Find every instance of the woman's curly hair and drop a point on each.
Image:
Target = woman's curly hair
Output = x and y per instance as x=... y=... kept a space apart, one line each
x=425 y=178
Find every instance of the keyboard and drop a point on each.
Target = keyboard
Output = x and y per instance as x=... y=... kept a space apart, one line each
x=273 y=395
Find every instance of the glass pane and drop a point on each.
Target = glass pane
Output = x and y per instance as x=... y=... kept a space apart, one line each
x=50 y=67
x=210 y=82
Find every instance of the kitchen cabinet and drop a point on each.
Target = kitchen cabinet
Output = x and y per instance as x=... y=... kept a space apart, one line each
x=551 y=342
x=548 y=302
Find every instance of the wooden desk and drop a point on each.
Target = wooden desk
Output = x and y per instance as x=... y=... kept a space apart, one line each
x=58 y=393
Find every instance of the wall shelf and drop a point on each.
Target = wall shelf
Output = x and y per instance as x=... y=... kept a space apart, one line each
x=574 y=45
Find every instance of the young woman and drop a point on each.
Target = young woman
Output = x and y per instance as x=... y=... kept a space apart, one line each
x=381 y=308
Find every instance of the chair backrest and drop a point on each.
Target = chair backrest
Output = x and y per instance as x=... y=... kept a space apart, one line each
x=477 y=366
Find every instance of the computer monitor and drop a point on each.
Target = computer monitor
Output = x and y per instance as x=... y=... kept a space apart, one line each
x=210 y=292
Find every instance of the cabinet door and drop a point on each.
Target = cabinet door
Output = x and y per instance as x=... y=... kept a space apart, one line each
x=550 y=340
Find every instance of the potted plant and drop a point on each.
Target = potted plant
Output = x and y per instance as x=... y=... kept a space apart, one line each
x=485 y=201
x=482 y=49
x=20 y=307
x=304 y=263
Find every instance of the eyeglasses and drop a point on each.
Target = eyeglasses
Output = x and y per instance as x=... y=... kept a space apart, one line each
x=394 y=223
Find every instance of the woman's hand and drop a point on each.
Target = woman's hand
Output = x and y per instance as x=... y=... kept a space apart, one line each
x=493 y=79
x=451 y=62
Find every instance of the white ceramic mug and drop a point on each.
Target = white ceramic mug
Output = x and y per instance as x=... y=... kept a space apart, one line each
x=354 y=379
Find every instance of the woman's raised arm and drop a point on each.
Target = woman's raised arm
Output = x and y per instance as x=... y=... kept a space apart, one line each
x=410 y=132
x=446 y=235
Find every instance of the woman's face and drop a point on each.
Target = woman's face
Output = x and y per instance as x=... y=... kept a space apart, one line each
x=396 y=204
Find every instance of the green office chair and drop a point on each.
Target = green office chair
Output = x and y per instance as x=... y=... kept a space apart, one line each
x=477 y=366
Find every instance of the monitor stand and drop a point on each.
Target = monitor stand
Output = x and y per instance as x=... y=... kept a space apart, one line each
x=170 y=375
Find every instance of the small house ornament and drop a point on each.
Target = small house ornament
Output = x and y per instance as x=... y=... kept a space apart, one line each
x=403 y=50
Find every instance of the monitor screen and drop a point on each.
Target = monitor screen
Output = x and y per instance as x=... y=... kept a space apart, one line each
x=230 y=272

——

Treść zadania | Powtórz wszystkie powyższe rekordy bez żadnych zmian, znak po znaku.

Wynik zadania |
Find every instance of the woman's curly hair and drop a point on each.
Image:
Target = woman's curly hair
Output = x and y per instance as x=... y=... kept a space apart, one line each
x=425 y=178
Find every instance of the keyboard and drop a point on each.
Target = keyboard
Output = x and y per instance as x=... y=... kept a space apart, one line each
x=273 y=395
Find every instance of the glass pane and drop a point on each.
Target = glass pane
Output = x and y per instance as x=... y=... kept a space apart, one line each
x=50 y=67
x=210 y=82
Find every instance of the kitchen cabinet and drop a point on each.
Target = kitchen cabinet
Output = x and y per instance as x=... y=... kept a space apart, one line each
x=551 y=342
x=548 y=302
Find every instance of the wooden desk and drop a point on each.
Target = wooden desk
Output = x and y per instance as x=... y=... kept a space apart, one line each
x=58 y=393
Find every instance of the wall shelf and drop a point on each.
Target = wall shelf
Output = x and y per instance as x=... y=... kept a space apart, one line each
x=574 y=45
Find every instance of the young woman and drop a point on each.
Target = young woman
Output = x and y per instance as x=... y=... kept a space apart, one line each
x=381 y=308
Find every instance of the chair backrest and drop a point on each.
Target = chair backrest
Output = x and y per instance as x=... y=... kept a space apart, one line each
x=477 y=366
Find every instance of the computer monitor and drop a point on each.
Target = computer monitor
Output = x and y per instance as x=... y=... kept a space apart, one line each
x=210 y=292
Find every instance of the cabinet door and drop a point on each.
Target = cabinet door
Output = x and y per instance as x=... y=... kept a space apart, one line each
x=550 y=340
Find every instance of the potted plant and drop a point on each.
Target = potted plant
Output = x and y per instance as x=... y=... kept a space apart, one line each
x=485 y=201
x=482 y=49
x=20 y=307
x=304 y=263
Find every instance of the eyeglasses and drop a point on each.
Target = eyeglasses
Output = x and y per instance as x=... y=... kept a space apart, one line each
x=394 y=223
Find every instance of the woman's hand and drop a point on each.
Target = woman's hand
Output = x and y per instance as x=... y=... kept a space apart, one line each
x=493 y=79
x=451 y=62
Find every instance of the white ceramic mug and drop a point on each.
Target = white ceramic mug
Output = x and y per instance as x=... y=... kept a space apart, one line each
x=354 y=379
Find every instance of the woman's raised arm and drop a point on each.
Target = woman's raised arm
Output = x and y per instance as x=... y=... kept a space apart, one line each
x=410 y=132
x=446 y=235
Find every instance of the woman's face and drop a point on each.
Target = woman's face
Output = x and y per instance as x=... y=... kept a space apart, one line each
x=396 y=204
Find every instance of the green office chair and drop a point on each.
Target = green office chair
Output = x and y per instance as x=... y=... kept a space apart, one line each
x=477 y=366
Find every instance of the monitor stand and drop a point on each.
Target = monitor stand
Output = x and y per instance as x=... y=... kept a space apart, one line each
x=170 y=375
Find every instance of the small house ornament and drop a point on each.
Target = small house ornament
Output = x and y per instance as x=... y=... kept a space apart, one line each
x=403 y=50
Find every instance of the monitor screen and drop a point on each.
Target = monitor screen
Output = x and y per instance as x=... y=... kept a space apart, one line each
x=230 y=272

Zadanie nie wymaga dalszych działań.